# PROBLEM REQUIREMENTS
Copy out the records below word for word, keeping every line and its order unchanged.

^^^^^^^^

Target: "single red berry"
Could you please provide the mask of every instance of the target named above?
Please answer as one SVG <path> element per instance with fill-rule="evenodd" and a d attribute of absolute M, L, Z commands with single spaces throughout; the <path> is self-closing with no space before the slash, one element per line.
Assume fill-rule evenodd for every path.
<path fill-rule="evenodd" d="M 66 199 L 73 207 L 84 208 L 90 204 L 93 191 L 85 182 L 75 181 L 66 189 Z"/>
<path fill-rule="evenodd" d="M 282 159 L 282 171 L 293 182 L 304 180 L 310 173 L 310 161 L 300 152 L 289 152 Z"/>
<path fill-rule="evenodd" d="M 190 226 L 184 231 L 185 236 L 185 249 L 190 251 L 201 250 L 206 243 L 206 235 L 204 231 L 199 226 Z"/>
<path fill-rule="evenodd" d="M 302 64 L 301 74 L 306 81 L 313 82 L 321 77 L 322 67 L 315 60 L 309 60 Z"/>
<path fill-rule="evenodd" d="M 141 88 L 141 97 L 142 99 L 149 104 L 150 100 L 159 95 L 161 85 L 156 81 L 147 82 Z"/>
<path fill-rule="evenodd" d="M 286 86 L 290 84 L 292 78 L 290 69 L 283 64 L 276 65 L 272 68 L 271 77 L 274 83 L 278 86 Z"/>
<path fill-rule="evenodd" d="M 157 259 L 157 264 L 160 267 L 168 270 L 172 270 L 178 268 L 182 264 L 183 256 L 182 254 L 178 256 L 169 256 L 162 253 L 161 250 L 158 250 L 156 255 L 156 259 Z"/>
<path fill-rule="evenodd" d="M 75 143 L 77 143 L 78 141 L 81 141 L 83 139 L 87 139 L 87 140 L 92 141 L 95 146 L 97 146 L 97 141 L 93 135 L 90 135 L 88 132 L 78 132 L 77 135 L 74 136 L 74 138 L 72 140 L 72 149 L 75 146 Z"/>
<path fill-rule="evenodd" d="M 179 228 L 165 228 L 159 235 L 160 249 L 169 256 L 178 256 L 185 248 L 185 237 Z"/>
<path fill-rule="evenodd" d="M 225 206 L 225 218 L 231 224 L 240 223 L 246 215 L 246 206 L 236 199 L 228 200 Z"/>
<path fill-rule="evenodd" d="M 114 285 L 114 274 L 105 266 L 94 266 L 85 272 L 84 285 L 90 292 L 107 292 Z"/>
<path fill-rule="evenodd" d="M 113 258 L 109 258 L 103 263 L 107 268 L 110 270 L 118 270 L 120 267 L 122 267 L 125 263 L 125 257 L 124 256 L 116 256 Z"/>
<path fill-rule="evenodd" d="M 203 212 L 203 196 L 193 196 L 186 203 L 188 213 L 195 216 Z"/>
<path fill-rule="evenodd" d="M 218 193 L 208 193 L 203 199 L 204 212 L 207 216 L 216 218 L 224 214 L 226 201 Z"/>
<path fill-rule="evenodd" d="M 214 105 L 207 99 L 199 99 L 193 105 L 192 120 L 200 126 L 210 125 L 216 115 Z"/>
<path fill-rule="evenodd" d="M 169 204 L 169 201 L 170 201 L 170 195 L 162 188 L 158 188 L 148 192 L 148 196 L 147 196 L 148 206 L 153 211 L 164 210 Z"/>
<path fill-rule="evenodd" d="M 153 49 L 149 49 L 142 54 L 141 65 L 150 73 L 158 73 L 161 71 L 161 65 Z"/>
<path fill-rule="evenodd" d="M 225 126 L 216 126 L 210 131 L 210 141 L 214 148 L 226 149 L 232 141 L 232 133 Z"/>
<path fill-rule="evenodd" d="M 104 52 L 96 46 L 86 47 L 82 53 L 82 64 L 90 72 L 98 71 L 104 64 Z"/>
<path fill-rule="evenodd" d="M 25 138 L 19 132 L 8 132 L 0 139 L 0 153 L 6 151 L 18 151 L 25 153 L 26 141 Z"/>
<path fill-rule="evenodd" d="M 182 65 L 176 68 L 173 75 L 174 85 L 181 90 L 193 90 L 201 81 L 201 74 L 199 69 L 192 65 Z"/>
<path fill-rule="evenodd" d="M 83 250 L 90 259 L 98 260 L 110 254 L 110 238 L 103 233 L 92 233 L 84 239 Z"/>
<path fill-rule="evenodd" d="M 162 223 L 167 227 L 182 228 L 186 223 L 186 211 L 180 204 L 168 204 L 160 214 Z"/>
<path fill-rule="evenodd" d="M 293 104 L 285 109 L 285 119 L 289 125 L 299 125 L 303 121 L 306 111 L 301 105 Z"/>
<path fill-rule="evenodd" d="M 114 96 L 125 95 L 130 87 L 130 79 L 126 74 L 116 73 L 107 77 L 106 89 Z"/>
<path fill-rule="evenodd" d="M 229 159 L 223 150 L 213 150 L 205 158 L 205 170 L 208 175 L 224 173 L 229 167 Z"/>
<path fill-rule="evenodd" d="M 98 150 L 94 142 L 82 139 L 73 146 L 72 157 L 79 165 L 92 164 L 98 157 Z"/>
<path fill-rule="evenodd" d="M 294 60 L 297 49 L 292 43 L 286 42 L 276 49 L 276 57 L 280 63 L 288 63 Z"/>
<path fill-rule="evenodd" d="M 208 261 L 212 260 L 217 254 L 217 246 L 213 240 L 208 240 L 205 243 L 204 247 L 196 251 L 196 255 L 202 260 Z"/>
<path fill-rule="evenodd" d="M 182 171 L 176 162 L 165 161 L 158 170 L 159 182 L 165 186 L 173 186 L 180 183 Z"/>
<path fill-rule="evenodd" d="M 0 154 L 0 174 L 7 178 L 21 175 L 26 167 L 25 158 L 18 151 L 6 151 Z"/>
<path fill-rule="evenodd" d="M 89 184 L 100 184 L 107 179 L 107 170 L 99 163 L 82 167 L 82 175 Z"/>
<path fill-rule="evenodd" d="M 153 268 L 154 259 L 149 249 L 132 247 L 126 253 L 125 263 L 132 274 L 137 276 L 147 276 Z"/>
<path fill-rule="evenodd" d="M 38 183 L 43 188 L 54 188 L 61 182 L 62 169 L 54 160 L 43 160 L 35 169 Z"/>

^^^^^^^^

# SOLVED PROBLEM
Target: "single red berry"
Could you please provide the mask of every instance of the target named above?
Please answer as one SVG <path> element per instance with fill-rule="evenodd" and a d attribute of absolute M, L, Z commands with single spaces throughout; the <path> is self-closing with no space before the slash, one element per line.
Assume fill-rule evenodd for every path.
<path fill-rule="evenodd" d="M 66 199 L 73 207 L 84 208 L 90 204 L 93 191 L 85 182 L 75 181 L 66 189 Z"/>
<path fill-rule="evenodd" d="M 282 159 L 282 171 L 293 182 L 304 180 L 310 173 L 310 161 L 300 152 L 289 152 Z"/>
<path fill-rule="evenodd" d="M 190 226 L 184 231 L 185 236 L 185 249 L 190 251 L 201 250 L 206 243 L 206 235 L 204 231 L 199 226 Z"/>
<path fill-rule="evenodd" d="M 302 64 L 301 74 L 306 81 L 313 82 L 321 77 L 322 67 L 315 60 L 309 60 Z"/>
<path fill-rule="evenodd" d="M 141 88 L 141 97 L 142 99 L 149 104 L 150 100 L 159 95 L 161 85 L 156 81 L 147 82 Z"/>
<path fill-rule="evenodd" d="M 286 86 L 290 84 L 292 78 L 290 69 L 283 64 L 276 65 L 272 68 L 271 77 L 274 83 L 278 86 Z"/>
<path fill-rule="evenodd" d="M 157 259 L 157 264 L 160 267 L 168 270 L 172 270 L 178 268 L 182 264 L 183 256 L 182 254 L 178 256 L 169 256 L 162 253 L 161 250 L 158 250 L 156 255 L 156 259 Z"/>
<path fill-rule="evenodd" d="M 75 143 L 77 143 L 78 141 L 81 141 L 83 139 L 87 139 L 87 140 L 92 141 L 95 146 L 97 146 L 97 141 L 93 135 L 90 135 L 88 132 L 78 132 L 77 135 L 74 136 L 74 138 L 72 140 L 72 149 L 75 146 Z"/>
<path fill-rule="evenodd" d="M 179 228 L 165 228 L 159 235 L 160 249 L 169 256 L 178 256 L 185 248 L 185 237 Z"/>
<path fill-rule="evenodd" d="M 225 206 L 225 218 L 231 224 L 240 223 L 246 215 L 246 206 L 236 199 L 228 200 Z"/>
<path fill-rule="evenodd" d="M 114 285 L 114 274 L 105 266 L 94 266 L 85 272 L 84 285 L 90 292 L 107 292 Z"/>
<path fill-rule="evenodd" d="M 113 258 L 109 258 L 103 263 L 107 268 L 110 270 L 118 270 L 120 267 L 122 267 L 125 263 L 125 257 L 124 256 L 116 256 Z"/>
<path fill-rule="evenodd" d="M 203 212 L 203 196 L 193 196 L 186 203 L 188 213 L 195 216 Z"/>
<path fill-rule="evenodd" d="M 218 193 L 208 193 L 203 199 L 204 212 L 207 216 L 216 218 L 224 214 L 226 201 Z"/>
<path fill-rule="evenodd" d="M 214 105 L 207 99 L 199 99 L 193 105 L 192 120 L 200 126 L 210 125 L 216 115 Z"/>
<path fill-rule="evenodd" d="M 169 204 L 169 201 L 170 201 L 170 195 L 162 188 L 158 188 L 148 192 L 148 196 L 147 196 L 148 206 L 153 211 L 164 210 Z"/>
<path fill-rule="evenodd" d="M 153 49 L 149 49 L 142 54 L 141 65 L 150 73 L 158 73 L 161 71 L 161 65 Z"/>
<path fill-rule="evenodd" d="M 225 126 L 216 126 L 210 131 L 210 141 L 214 148 L 226 149 L 232 141 L 232 133 Z"/>
<path fill-rule="evenodd" d="M 104 52 L 96 46 L 86 47 L 82 53 L 82 64 L 90 72 L 98 71 L 104 64 Z"/>
<path fill-rule="evenodd" d="M 25 138 L 19 132 L 8 132 L 0 139 L 0 153 L 6 151 L 18 151 L 25 153 L 26 141 Z"/>
<path fill-rule="evenodd" d="M 182 65 L 176 68 L 173 75 L 174 85 L 181 90 L 193 90 L 201 81 L 201 74 L 199 69 L 192 65 Z"/>
<path fill-rule="evenodd" d="M 83 250 L 90 259 L 98 260 L 110 254 L 110 238 L 103 233 L 92 233 L 84 239 Z"/>
<path fill-rule="evenodd" d="M 162 223 L 167 227 L 182 228 L 186 223 L 186 211 L 180 204 L 168 204 L 160 214 Z"/>
<path fill-rule="evenodd" d="M 293 104 L 285 109 L 285 119 L 289 125 L 299 125 L 303 121 L 306 111 L 301 105 Z"/>
<path fill-rule="evenodd" d="M 114 96 L 125 95 L 130 87 L 130 79 L 126 74 L 116 73 L 107 77 L 106 89 Z"/>
<path fill-rule="evenodd" d="M 229 159 L 223 150 L 213 150 L 205 158 L 205 170 L 208 175 L 224 173 L 229 167 Z"/>
<path fill-rule="evenodd" d="M 98 150 L 94 142 L 82 139 L 73 146 L 72 157 L 79 165 L 92 164 L 98 157 Z"/>
<path fill-rule="evenodd" d="M 294 60 L 297 49 L 292 43 L 286 42 L 276 49 L 276 57 L 280 63 L 288 63 Z"/>
<path fill-rule="evenodd" d="M 208 261 L 212 260 L 217 254 L 217 246 L 213 240 L 208 240 L 205 243 L 204 247 L 196 251 L 196 255 L 202 260 Z"/>
<path fill-rule="evenodd" d="M 182 171 L 176 162 L 165 161 L 158 170 L 159 182 L 165 186 L 173 186 L 180 183 Z"/>
<path fill-rule="evenodd" d="M 0 154 L 0 174 L 7 178 L 21 175 L 26 167 L 25 158 L 18 151 L 6 151 Z"/>
<path fill-rule="evenodd" d="M 89 184 L 100 184 L 107 179 L 107 170 L 99 163 L 82 167 L 82 175 Z"/>
<path fill-rule="evenodd" d="M 153 268 L 154 259 L 149 249 L 132 247 L 126 253 L 125 263 L 132 274 L 137 276 L 147 276 Z"/>
<path fill-rule="evenodd" d="M 38 183 L 43 188 L 54 188 L 61 182 L 62 169 L 54 160 L 43 160 L 35 169 Z"/>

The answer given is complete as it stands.